> Aim
Count the lines in the records that contain the string "blue", treating uppercase and lowercase as different, and reply with only that number.
###
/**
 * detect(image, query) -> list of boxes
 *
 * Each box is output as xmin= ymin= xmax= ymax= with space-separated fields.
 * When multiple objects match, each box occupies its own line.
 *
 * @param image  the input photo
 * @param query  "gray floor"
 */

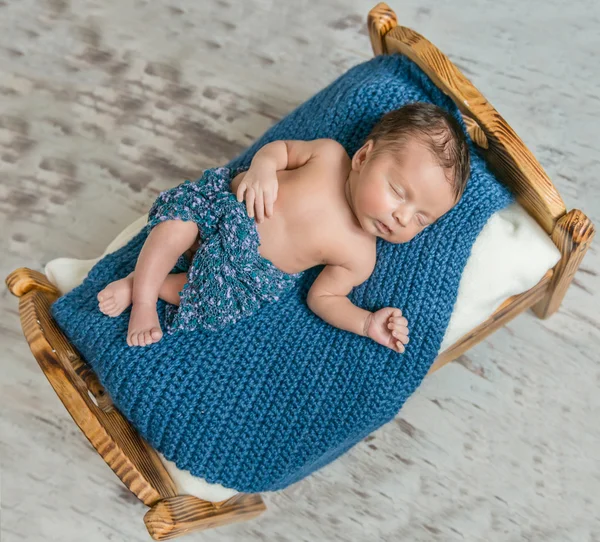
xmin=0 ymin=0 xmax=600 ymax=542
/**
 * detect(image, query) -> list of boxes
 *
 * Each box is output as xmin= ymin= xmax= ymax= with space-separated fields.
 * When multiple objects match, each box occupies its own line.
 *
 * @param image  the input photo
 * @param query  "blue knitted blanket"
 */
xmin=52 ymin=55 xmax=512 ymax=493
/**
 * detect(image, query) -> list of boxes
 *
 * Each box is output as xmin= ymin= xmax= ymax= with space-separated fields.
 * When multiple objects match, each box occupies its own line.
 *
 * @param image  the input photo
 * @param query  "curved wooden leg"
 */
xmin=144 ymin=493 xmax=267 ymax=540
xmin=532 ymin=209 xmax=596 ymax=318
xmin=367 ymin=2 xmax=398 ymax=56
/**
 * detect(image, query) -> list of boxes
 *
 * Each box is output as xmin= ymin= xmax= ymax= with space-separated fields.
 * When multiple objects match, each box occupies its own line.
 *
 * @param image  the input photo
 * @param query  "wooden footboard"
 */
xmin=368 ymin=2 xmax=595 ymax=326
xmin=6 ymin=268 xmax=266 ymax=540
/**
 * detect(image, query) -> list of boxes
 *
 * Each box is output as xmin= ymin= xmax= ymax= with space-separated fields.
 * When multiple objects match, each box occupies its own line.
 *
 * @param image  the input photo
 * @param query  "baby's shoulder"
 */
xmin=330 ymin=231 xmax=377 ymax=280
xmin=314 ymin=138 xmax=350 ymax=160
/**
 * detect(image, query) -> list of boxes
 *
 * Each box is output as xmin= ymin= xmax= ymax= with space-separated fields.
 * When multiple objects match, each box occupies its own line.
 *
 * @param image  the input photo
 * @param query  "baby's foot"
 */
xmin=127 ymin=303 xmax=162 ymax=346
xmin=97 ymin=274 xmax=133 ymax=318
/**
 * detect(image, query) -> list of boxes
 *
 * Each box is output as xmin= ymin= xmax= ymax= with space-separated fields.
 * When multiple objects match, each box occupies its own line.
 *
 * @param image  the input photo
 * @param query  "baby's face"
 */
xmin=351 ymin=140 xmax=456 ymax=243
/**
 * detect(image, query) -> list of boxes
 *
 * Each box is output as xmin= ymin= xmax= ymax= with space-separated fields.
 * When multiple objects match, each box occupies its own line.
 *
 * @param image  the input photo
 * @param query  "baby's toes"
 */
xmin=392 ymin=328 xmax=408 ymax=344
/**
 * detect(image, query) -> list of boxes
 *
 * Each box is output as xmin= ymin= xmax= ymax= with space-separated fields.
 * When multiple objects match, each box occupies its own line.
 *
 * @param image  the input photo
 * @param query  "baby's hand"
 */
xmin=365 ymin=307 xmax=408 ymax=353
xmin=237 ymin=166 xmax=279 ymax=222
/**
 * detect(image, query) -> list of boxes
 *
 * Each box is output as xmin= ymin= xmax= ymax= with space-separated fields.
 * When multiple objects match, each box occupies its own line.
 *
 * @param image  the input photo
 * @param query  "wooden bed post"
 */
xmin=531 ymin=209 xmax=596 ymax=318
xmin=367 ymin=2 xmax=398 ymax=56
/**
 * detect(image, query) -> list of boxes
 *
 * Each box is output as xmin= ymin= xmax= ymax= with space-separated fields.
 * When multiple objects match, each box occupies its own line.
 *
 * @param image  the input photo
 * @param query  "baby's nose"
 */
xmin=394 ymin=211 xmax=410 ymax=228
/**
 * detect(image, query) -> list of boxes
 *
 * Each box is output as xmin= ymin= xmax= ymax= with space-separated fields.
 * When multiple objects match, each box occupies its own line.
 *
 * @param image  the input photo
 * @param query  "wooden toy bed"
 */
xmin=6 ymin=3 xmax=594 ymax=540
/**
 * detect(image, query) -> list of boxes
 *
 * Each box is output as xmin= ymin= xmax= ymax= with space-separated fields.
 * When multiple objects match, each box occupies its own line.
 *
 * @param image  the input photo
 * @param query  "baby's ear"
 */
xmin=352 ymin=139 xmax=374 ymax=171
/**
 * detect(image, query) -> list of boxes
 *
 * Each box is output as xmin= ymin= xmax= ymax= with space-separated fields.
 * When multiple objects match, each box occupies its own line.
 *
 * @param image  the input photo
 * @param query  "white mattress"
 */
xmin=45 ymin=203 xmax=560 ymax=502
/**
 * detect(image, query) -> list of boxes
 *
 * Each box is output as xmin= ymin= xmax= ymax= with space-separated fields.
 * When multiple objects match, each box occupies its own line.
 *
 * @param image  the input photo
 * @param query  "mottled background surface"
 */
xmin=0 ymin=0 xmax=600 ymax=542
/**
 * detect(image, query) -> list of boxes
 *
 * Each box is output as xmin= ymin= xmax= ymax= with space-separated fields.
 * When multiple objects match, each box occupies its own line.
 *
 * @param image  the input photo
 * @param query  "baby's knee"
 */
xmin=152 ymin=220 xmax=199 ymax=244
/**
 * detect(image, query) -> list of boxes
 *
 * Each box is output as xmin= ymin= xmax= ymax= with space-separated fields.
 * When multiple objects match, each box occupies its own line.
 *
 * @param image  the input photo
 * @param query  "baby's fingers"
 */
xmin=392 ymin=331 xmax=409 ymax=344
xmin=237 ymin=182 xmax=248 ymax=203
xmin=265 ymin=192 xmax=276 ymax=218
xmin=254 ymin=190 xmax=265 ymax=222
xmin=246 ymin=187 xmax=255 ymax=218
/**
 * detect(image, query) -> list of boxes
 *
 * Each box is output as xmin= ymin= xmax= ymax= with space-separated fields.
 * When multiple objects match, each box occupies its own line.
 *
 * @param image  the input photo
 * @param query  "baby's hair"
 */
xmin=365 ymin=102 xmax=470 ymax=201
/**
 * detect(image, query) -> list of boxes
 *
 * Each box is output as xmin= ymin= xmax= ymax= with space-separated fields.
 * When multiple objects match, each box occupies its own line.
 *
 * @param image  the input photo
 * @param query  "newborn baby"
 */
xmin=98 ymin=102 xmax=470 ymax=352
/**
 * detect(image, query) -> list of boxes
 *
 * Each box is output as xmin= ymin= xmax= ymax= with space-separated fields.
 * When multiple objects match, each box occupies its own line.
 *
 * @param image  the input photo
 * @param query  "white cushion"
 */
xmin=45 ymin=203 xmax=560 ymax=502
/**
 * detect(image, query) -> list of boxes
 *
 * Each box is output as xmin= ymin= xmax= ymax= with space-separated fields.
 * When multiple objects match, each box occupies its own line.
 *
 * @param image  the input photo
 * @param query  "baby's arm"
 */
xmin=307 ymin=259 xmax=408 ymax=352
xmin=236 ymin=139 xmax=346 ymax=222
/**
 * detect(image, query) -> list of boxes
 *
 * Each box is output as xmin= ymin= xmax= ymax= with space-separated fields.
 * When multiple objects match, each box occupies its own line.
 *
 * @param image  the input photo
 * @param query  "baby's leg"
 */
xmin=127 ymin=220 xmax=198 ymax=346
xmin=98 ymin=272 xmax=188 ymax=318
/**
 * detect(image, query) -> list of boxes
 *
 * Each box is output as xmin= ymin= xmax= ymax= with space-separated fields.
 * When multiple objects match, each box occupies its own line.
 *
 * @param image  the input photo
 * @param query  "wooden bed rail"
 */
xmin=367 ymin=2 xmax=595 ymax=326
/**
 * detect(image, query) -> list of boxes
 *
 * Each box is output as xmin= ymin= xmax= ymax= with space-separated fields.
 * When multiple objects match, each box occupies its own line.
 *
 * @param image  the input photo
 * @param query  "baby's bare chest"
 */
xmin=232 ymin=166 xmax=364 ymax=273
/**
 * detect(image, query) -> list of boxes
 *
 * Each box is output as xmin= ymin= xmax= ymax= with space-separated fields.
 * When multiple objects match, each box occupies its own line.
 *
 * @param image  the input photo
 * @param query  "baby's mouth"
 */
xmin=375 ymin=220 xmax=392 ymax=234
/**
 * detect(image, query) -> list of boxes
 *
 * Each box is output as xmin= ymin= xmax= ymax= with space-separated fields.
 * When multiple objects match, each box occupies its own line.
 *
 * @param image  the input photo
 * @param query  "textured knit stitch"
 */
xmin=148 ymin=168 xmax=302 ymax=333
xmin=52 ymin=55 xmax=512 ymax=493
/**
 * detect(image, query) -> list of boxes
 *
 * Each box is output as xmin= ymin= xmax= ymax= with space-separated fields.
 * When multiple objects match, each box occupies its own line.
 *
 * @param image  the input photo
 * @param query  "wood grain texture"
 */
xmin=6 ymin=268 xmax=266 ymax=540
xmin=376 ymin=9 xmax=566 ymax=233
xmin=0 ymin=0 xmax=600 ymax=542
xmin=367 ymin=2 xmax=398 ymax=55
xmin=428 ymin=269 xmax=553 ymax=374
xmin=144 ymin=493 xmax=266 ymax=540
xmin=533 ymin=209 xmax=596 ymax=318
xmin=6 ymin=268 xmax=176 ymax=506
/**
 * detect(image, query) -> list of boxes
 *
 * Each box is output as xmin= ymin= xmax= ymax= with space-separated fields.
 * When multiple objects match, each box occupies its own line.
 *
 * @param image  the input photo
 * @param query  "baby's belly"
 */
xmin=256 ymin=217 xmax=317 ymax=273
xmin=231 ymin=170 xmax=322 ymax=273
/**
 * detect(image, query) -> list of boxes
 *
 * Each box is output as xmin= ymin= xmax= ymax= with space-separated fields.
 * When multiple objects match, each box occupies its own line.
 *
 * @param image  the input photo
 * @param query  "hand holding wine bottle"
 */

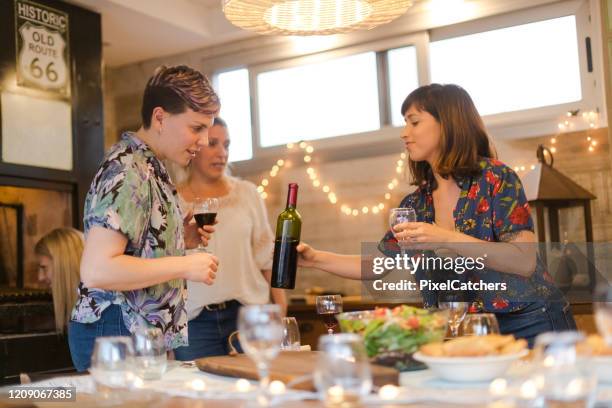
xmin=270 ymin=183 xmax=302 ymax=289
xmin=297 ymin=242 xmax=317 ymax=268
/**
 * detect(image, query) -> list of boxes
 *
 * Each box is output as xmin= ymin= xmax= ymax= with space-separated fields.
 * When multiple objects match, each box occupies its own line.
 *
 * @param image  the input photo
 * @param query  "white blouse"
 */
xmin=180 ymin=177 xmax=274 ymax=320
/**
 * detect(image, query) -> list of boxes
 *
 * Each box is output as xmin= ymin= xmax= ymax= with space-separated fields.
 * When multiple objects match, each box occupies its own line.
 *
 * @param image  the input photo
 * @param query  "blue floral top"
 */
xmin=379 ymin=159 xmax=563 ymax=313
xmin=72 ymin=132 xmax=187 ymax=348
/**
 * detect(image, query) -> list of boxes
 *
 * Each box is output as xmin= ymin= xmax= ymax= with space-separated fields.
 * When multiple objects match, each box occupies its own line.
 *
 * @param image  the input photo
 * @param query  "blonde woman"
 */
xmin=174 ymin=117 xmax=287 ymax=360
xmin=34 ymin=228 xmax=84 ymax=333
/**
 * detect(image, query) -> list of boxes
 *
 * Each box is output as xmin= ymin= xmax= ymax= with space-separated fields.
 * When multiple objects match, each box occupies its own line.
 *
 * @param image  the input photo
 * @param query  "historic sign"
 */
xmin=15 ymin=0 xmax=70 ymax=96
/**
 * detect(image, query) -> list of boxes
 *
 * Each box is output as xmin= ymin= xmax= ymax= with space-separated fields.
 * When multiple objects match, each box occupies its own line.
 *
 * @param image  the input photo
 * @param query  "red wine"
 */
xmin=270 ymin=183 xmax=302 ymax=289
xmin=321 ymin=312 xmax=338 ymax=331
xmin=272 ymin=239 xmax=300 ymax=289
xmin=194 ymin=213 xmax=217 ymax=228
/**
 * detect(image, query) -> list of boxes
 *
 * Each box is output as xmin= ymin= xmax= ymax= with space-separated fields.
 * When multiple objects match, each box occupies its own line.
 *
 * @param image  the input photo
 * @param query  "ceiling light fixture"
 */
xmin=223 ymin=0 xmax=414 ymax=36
###
> Reply to the exercise
2